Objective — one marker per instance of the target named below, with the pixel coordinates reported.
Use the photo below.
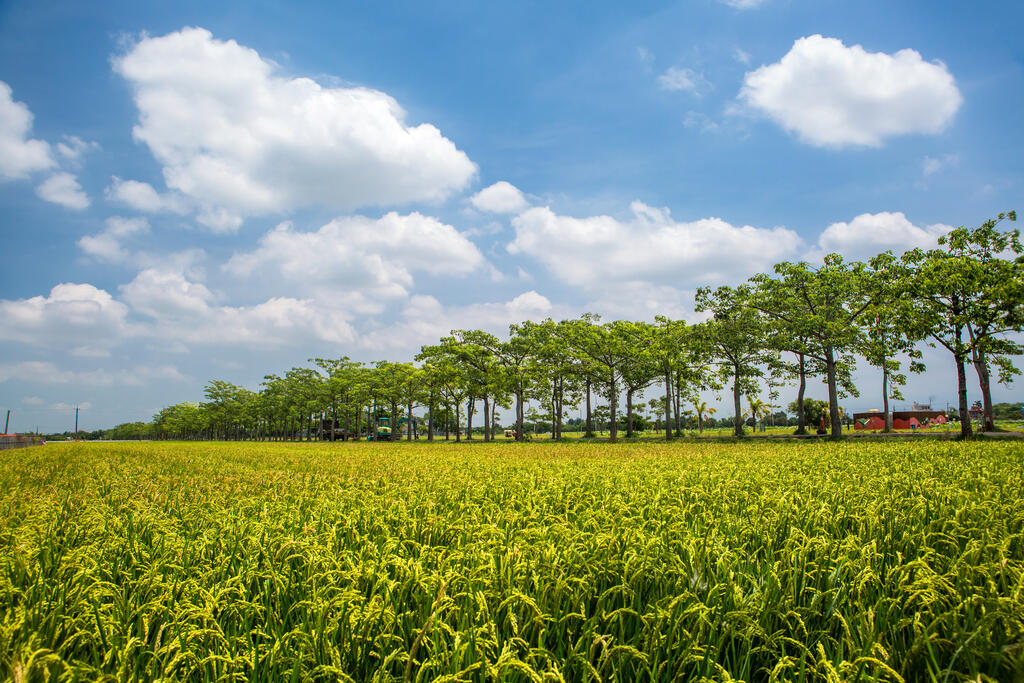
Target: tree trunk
(590, 425)
(837, 424)
(801, 416)
(458, 424)
(612, 404)
(629, 413)
(558, 414)
(430, 418)
(981, 367)
(552, 411)
(885, 397)
(962, 396)
(737, 423)
(678, 397)
(487, 435)
(518, 415)
(668, 402)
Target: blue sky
(190, 193)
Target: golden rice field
(857, 561)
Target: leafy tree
(734, 337)
(966, 299)
(818, 308)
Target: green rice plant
(859, 560)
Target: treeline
(801, 322)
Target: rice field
(755, 561)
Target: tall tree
(734, 337)
(821, 306)
(966, 298)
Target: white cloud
(680, 79)
(425, 319)
(930, 166)
(142, 197)
(71, 315)
(107, 245)
(19, 156)
(742, 4)
(649, 247)
(44, 372)
(356, 254)
(184, 311)
(835, 96)
(74, 147)
(500, 198)
(701, 121)
(869, 233)
(642, 301)
(242, 139)
(62, 188)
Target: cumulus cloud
(19, 156)
(242, 139)
(677, 78)
(870, 233)
(500, 198)
(836, 96)
(47, 373)
(185, 311)
(73, 148)
(649, 247)
(425, 319)
(142, 197)
(71, 315)
(107, 245)
(62, 188)
(931, 166)
(742, 4)
(356, 254)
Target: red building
(873, 420)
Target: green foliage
(383, 562)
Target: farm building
(920, 419)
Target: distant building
(915, 419)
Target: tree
(961, 306)
(606, 347)
(820, 306)
(701, 409)
(734, 338)
(998, 305)
(885, 336)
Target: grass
(369, 561)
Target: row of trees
(801, 322)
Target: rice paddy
(869, 561)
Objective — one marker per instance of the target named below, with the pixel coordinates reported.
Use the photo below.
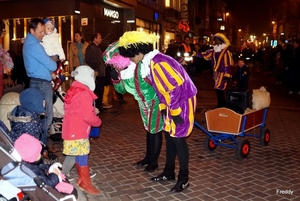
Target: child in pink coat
(80, 116)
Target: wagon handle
(223, 115)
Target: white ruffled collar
(144, 65)
(219, 48)
(145, 71)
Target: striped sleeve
(168, 81)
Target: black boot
(183, 181)
(167, 174)
(147, 158)
(156, 142)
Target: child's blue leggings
(82, 160)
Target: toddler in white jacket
(51, 41)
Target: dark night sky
(256, 13)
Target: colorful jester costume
(177, 96)
(133, 79)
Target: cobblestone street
(268, 173)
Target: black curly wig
(135, 49)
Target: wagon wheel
(265, 137)
(243, 149)
(209, 144)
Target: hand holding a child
(55, 168)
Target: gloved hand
(54, 168)
(114, 74)
(163, 113)
(177, 120)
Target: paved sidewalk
(269, 173)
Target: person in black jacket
(242, 75)
(29, 149)
(94, 59)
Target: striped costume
(175, 90)
(133, 82)
(221, 62)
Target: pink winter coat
(79, 112)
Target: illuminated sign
(155, 16)
(183, 23)
(184, 26)
(84, 21)
(111, 13)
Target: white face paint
(137, 58)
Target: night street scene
(149, 100)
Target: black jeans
(99, 91)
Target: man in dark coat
(94, 59)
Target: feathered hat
(136, 37)
(223, 38)
(112, 56)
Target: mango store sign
(111, 13)
(184, 22)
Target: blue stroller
(16, 173)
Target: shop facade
(110, 19)
(150, 21)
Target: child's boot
(84, 180)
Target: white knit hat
(85, 75)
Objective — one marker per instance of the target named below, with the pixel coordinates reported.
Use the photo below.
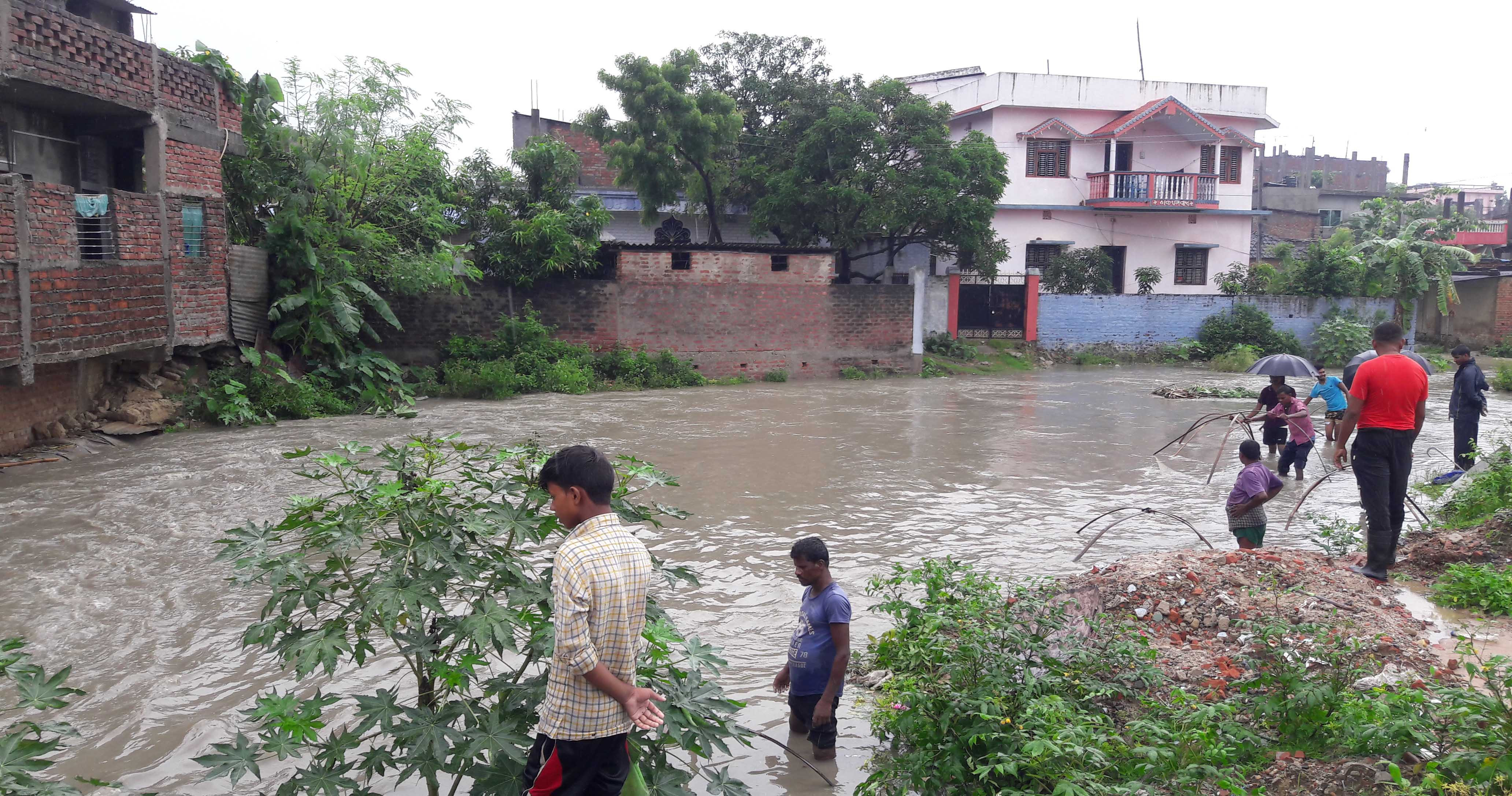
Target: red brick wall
(49, 398)
(202, 303)
(196, 168)
(808, 328)
(725, 268)
(138, 233)
(52, 46)
(94, 306)
(51, 221)
(186, 87)
(10, 316)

═══

• **Exercise aim**: Arrange the lines above, from the one containing "Target: toddler in white jacket" through the final line, as a numbered list. Leave out blank lines and pictures.

• **Result of the exercise**:
1. Target: toddler in white jacket
2. (51, 41)
3. Target: dark night sky
4. (256, 13)
5. Target: colorful jester costume
6. (177, 96)
7. (133, 79)
8. Target: cobblestone street
9. (268, 173)
10. Target: black curly wig
11. (135, 49)
12. Target: wagon wheel
13. (265, 137)
14. (243, 149)
15. (209, 144)
16. Target: hand holding a child
17. (55, 168)
18. Target: gloved hand
19. (54, 168)
20. (114, 74)
21. (163, 113)
22. (177, 120)
23. Target: paved sidewalk
24. (269, 173)
25. Target: person in black jacket
26. (242, 75)
27. (29, 149)
28. (94, 59)
29. Target: striped costume
30. (175, 90)
31. (133, 82)
32. (221, 62)
33. Target: pink winter coat
34. (79, 112)
35. Target: illuminated sign
36. (155, 16)
37. (183, 23)
38. (184, 26)
39. (84, 21)
40. (111, 13)
41. Target: white face paint
42. (137, 58)
43. Target: night street scene
44. (149, 100)
45. Target: black jeans
46. (99, 91)
47. Target: man in dark coat
48. (94, 59)
49. Target: feathered hat
50. (136, 37)
51. (223, 38)
52. (112, 56)
53. Target: mango store sign
54. (111, 13)
55. (184, 22)
56. Target: blue stroller
57. (16, 173)
58. Target: shop facade
59. (110, 19)
60. (150, 21)
61. Target: child's boot
62. (84, 180)
63. Target: white knit hat
64. (85, 75)
65. Objective — one marker per instance of the target named below, with the pixel coordinates reported.
66. Use the photo below.
67. Target: red brick wall
68. (49, 398)
69. (202, 303)
70. (196, 168)
71. (808, 328)
72. (725, 268)
73. (138, 233)
74. (52, 46)
75. (94, 306)
76. (51, 221)
77. (186, 87)
78. (10, 316)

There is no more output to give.